BEGIN

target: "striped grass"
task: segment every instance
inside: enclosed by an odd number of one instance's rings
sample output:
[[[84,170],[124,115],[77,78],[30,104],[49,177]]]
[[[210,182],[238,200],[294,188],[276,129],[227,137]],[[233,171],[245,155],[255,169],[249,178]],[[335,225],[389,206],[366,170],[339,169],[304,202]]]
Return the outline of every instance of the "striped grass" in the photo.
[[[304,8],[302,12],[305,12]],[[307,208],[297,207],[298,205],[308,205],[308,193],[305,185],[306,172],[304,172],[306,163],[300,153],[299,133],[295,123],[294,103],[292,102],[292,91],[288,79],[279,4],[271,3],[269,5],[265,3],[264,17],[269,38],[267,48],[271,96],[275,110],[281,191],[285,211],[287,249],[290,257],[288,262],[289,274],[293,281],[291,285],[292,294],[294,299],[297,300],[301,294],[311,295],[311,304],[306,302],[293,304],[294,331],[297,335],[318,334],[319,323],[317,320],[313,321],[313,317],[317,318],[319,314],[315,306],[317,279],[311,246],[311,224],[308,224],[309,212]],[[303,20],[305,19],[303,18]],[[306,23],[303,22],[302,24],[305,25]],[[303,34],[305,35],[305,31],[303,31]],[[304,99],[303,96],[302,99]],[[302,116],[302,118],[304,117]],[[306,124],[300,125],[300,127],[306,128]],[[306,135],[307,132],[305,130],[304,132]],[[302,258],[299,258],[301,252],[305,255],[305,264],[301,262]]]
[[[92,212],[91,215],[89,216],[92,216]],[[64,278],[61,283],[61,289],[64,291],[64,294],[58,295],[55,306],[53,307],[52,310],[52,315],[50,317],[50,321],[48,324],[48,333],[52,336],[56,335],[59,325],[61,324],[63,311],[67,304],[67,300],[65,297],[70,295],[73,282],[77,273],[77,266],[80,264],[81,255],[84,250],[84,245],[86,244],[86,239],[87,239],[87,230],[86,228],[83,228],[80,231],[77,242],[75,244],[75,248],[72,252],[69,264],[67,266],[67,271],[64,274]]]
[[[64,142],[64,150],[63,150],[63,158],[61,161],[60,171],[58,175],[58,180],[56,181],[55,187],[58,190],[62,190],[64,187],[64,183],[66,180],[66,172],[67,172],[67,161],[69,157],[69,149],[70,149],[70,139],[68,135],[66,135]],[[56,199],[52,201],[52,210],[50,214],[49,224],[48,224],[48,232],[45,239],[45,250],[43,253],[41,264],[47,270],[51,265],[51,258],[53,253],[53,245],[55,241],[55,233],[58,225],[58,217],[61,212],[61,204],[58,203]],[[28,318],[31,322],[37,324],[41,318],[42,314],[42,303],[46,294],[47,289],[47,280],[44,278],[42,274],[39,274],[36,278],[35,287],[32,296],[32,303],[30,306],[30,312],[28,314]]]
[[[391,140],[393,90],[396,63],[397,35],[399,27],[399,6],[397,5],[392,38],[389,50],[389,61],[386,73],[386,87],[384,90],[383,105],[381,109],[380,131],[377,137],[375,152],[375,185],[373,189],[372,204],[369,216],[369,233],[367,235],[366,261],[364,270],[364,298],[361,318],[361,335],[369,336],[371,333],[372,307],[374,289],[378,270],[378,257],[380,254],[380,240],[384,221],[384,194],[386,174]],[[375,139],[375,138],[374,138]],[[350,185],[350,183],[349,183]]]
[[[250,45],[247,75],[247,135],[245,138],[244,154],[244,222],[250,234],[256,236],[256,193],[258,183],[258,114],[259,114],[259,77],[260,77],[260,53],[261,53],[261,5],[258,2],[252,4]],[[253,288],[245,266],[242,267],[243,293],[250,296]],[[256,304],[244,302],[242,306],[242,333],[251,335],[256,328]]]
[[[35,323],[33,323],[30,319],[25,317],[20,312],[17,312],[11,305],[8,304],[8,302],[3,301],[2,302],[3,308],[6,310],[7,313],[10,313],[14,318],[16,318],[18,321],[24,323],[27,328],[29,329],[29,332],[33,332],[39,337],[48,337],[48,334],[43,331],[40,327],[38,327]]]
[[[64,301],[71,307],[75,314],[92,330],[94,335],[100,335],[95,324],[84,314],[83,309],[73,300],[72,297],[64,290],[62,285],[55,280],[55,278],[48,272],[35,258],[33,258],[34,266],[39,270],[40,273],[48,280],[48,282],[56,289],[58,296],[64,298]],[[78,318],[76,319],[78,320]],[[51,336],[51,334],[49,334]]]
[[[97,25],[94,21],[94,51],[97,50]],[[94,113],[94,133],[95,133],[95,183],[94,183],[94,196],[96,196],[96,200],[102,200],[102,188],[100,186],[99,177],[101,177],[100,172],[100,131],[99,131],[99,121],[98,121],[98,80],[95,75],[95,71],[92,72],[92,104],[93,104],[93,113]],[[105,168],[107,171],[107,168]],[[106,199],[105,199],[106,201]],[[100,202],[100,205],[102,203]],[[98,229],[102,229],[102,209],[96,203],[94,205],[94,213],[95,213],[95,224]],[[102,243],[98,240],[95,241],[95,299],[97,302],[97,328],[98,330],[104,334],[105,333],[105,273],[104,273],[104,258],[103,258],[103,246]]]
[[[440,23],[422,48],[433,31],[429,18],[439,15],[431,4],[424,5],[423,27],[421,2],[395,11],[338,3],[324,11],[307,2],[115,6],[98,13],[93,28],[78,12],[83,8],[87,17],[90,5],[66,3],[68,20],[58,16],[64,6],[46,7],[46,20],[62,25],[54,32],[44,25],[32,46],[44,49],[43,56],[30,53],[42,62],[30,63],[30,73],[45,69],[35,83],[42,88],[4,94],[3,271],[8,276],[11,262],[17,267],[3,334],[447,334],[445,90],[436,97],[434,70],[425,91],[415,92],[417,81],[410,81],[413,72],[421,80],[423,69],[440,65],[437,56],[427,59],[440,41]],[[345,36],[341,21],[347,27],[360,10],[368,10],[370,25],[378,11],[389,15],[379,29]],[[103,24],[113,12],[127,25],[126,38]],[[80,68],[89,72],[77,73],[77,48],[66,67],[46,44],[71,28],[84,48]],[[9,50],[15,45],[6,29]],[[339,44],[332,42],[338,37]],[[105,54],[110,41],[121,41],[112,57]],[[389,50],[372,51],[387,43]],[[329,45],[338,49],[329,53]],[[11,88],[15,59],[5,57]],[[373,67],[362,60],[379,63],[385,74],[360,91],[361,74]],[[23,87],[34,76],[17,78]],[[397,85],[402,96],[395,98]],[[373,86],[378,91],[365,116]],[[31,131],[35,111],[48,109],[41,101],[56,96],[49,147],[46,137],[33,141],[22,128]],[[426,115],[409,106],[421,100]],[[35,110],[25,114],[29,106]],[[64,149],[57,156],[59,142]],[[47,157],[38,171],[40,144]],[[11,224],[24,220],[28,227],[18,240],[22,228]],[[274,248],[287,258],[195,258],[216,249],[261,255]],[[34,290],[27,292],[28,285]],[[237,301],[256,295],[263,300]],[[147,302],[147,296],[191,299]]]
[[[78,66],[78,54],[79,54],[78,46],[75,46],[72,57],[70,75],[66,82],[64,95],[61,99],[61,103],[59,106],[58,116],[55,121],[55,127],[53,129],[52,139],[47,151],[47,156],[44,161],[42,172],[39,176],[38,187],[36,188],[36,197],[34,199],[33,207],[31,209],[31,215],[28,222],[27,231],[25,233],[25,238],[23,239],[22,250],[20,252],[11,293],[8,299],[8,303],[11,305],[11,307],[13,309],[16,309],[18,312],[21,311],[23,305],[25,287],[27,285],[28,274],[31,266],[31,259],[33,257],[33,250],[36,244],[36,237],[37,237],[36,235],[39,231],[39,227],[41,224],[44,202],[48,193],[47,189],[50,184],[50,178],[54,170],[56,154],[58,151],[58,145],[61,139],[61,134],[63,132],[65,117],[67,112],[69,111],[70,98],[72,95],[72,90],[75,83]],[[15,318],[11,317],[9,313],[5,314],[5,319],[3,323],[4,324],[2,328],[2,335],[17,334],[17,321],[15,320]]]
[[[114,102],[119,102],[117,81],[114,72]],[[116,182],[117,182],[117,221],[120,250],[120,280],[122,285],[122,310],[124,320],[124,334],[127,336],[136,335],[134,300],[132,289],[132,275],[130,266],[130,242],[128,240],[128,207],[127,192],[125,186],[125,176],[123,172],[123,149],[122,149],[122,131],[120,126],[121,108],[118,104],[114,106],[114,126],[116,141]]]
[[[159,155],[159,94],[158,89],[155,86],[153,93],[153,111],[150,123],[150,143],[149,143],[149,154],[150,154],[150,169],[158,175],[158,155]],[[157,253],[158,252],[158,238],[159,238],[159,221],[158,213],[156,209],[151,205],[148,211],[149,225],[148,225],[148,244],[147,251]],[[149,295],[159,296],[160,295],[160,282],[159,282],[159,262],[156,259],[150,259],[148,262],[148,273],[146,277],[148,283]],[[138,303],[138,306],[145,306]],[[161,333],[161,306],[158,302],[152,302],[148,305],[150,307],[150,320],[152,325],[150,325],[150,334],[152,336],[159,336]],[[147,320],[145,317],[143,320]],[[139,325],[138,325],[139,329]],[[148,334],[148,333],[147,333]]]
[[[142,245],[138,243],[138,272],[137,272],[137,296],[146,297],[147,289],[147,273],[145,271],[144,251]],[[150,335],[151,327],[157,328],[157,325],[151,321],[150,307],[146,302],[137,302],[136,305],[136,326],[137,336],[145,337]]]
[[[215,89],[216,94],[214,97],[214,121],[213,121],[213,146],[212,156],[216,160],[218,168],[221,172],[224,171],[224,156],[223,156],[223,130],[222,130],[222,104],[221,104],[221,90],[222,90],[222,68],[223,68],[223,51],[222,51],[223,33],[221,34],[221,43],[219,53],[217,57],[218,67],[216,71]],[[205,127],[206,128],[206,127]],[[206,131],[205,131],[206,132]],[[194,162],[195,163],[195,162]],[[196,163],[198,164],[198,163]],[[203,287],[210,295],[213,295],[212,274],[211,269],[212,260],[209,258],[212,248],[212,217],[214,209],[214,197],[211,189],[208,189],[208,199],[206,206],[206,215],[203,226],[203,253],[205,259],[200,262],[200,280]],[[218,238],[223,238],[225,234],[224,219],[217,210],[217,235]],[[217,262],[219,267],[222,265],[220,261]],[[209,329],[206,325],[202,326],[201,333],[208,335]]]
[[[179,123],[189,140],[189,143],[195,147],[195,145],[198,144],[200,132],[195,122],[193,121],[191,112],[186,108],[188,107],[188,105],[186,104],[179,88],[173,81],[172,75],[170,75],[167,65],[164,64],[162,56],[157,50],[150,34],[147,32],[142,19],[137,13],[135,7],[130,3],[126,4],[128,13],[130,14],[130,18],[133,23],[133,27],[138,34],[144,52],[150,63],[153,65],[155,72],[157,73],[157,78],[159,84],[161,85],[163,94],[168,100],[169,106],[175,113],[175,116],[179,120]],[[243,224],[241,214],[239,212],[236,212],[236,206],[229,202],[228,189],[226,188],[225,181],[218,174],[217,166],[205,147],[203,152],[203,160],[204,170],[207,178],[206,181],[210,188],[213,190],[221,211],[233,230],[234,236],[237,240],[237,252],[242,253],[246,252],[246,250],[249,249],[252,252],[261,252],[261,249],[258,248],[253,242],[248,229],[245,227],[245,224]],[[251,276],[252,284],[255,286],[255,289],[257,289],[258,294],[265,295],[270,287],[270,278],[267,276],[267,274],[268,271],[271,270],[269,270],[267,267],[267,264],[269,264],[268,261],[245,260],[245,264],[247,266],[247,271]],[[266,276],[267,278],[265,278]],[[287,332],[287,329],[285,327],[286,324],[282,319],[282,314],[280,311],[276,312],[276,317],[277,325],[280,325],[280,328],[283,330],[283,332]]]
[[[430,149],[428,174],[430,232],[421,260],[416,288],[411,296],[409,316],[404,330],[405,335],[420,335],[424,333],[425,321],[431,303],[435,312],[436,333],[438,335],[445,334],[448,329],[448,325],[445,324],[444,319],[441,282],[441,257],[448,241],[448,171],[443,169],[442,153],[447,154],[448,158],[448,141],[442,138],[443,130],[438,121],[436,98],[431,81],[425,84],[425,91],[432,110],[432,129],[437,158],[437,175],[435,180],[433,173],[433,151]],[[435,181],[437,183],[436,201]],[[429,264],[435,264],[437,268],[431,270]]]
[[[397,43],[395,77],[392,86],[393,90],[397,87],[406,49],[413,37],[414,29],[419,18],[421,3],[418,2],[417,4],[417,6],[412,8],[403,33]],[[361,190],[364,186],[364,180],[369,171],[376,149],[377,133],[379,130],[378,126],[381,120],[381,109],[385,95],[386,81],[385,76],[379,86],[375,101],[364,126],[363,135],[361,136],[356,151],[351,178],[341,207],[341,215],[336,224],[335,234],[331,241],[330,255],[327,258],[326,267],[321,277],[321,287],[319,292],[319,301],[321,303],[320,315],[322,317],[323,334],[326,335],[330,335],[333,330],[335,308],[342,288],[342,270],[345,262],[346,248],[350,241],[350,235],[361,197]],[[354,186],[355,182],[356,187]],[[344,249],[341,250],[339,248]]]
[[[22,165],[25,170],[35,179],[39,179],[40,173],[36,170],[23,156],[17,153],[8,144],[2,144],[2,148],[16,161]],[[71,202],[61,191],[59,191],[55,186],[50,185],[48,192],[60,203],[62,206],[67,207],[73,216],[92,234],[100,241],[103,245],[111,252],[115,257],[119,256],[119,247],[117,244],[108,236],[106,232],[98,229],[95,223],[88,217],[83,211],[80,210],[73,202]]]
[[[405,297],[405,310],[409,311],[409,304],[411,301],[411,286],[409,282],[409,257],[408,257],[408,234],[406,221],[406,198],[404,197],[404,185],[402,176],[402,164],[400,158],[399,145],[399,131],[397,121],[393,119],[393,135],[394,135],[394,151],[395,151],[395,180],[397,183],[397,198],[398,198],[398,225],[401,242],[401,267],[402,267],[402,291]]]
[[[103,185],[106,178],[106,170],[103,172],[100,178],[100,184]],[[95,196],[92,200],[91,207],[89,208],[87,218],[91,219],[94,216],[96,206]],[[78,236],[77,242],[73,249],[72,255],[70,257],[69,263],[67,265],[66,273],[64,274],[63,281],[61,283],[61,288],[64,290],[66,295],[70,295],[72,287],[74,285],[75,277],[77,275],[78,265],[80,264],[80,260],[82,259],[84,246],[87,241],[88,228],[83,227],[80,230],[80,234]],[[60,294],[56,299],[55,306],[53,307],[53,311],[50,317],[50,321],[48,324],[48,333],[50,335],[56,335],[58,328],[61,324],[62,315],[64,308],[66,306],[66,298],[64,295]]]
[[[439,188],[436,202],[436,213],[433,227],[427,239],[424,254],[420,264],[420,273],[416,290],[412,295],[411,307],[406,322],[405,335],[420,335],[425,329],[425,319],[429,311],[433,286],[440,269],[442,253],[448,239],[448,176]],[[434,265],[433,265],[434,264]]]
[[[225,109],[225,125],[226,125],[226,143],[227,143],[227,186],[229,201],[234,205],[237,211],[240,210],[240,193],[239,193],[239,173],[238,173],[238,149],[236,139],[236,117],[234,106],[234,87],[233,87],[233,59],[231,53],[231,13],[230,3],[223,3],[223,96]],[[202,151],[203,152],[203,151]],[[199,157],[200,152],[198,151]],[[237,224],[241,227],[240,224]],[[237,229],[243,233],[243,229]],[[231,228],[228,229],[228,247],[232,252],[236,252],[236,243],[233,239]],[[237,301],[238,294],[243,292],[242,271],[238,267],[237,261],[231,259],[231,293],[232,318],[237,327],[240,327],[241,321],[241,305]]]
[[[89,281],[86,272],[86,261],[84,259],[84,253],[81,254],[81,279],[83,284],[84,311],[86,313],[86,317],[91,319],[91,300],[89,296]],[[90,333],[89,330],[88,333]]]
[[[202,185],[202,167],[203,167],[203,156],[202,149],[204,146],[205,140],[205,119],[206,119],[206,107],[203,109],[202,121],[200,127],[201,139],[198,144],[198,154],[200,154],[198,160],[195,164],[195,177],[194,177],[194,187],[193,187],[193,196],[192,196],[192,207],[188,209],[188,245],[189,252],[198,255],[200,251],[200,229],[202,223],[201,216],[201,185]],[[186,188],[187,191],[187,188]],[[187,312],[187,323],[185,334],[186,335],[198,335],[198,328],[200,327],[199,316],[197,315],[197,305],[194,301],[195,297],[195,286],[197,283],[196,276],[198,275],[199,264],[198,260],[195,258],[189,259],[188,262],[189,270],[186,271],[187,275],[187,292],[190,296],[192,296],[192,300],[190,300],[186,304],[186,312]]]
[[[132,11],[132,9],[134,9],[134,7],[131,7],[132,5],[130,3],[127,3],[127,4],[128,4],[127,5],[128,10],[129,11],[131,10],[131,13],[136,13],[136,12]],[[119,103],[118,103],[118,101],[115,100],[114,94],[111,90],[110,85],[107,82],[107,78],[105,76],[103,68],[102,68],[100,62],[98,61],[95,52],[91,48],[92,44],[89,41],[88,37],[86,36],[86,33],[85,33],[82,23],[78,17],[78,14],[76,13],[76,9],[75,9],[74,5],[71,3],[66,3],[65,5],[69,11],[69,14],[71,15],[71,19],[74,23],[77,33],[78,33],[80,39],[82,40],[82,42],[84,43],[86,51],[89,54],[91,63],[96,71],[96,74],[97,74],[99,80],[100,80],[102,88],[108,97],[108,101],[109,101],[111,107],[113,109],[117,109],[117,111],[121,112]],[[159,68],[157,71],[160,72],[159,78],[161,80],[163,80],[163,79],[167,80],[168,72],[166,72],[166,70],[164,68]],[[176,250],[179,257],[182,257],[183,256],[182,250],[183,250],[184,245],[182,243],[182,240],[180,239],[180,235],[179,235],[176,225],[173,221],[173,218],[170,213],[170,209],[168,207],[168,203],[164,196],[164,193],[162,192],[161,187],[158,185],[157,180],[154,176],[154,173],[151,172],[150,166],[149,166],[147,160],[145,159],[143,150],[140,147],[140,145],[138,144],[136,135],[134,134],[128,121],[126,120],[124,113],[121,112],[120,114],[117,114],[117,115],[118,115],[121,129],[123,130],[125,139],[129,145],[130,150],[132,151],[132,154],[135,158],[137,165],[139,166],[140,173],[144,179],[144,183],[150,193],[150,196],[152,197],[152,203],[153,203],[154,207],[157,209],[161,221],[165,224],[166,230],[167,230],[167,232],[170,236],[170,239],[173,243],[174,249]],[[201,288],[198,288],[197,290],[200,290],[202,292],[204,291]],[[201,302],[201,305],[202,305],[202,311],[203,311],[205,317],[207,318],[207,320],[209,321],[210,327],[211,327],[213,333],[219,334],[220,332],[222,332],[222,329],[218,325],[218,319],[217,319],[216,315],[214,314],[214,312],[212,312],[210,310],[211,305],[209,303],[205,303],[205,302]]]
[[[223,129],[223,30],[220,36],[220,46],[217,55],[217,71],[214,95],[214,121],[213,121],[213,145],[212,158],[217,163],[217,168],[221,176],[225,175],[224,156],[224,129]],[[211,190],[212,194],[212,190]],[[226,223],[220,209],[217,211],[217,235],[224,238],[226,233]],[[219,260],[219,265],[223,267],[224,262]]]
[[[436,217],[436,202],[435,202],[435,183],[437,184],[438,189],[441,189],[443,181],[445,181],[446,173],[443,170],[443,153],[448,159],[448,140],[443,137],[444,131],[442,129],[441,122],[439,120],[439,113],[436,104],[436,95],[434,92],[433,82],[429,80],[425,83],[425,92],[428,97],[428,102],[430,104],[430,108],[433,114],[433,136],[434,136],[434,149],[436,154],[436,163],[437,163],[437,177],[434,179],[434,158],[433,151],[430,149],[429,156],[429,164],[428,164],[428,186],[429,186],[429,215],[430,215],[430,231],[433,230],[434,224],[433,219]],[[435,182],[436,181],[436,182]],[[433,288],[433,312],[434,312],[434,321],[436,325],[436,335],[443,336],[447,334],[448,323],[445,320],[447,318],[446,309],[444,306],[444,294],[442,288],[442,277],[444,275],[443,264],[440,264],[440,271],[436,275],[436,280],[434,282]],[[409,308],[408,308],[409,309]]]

END

After reading through the records, count the lines that hold the string "striped" and give only the count.

2